- SHORT PROBLEM -
Reproduce each of the lines word for word.
--
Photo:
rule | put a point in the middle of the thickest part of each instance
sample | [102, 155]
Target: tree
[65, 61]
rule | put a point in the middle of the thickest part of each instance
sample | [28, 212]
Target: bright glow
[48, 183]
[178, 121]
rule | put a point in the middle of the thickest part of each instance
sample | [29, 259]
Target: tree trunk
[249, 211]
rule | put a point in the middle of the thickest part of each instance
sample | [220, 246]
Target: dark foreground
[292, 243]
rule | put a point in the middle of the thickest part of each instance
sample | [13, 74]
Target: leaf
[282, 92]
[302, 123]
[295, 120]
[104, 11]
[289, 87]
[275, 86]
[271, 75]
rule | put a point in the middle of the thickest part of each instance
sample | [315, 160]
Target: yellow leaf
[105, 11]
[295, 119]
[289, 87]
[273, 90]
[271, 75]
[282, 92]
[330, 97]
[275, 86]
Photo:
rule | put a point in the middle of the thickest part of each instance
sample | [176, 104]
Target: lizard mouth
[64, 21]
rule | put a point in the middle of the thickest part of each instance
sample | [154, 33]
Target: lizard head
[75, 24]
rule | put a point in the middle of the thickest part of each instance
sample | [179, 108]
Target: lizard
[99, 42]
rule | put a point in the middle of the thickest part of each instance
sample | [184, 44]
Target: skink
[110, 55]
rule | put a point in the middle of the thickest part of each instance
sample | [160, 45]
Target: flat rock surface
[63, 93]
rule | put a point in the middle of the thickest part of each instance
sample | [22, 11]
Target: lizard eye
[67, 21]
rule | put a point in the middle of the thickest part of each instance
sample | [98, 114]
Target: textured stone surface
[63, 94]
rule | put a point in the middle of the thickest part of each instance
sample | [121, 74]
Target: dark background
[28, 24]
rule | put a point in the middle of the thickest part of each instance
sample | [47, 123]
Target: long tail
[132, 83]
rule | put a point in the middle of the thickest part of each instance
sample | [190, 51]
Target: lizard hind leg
--
- CORRECT OUTPUT -
Photo:
rule | put a point in the middle of the thickest part of each instance
sample | [102, 155]
Target: tree
[65, 61]
rule | put a point in the middle of the thickest part of each instance
sample | [28, 212]
Target: bright glow
[48, 183]
[178, 121]
rule | put a point in the middle of the thickest part of each instance
sample | [29, 259]
Target: tree trunk
[249, 211]
rule | put a point in the middle of the thickest part of each instance
sample | [220, 246]
Target: dark foreground
[292, 243]
rule | put a point in the middle of the thickest part of each instance
sample | [13, 74]
Target: leaf
[282, 92]
[302, 123]
[295, 120]
[104, 11]
[289, 87]
[275, 86]
[271, 75]
rule | put a point in the middle of the thickest part of each instance
sample | [315, 160]
Target: yellow leaf
[105, 11]
[295, 119]
[289, 87]
[273, 90]
[271, 75]
[282, 92]
[330, 97]
[275, 86]
Photo:
rule | put a point in the middle of the thickest part of each instance
sample | [176, 104]
Target: lizard mouth
[64, 21]
rule | put a point in the middle of the thickest part of each instance
sample | [154, 33]
Target: lizard head
[75, 24]
rule | put a point in the middle of the thickest part of each instance
sample | [179, 108]
Target: lizard
[99, 42]
rule | put a point in the middle of the thickest part of each instance
sample | [184, 44]
Target: skink
[110, 55]
rule | put a point in the middle of the thickest part of each instance
sample | [160, 45]
Target: flat rock surface
[63, 93]
rule | put a point in the middle of the thickest part of each instance
sample | [22, 11]
Target: lizard eye
[67, 21]
rule | put a point in the middle of the thickest part of each instance
sample | [98, 114]
Target: textured stone surface
[63, 94]
rule | put a point in the middle of the thickest part of each instance
sample | [121, 74]
Target: dark background
[28, 24]
rule | put a point in the middle of the thickest part of each instance
sample | [47, 123]
Target: long tail
[132, 83]
rule | put a point in the middle of the thickest part of each instance
sample | [190, 51]
Target: lizard hind leg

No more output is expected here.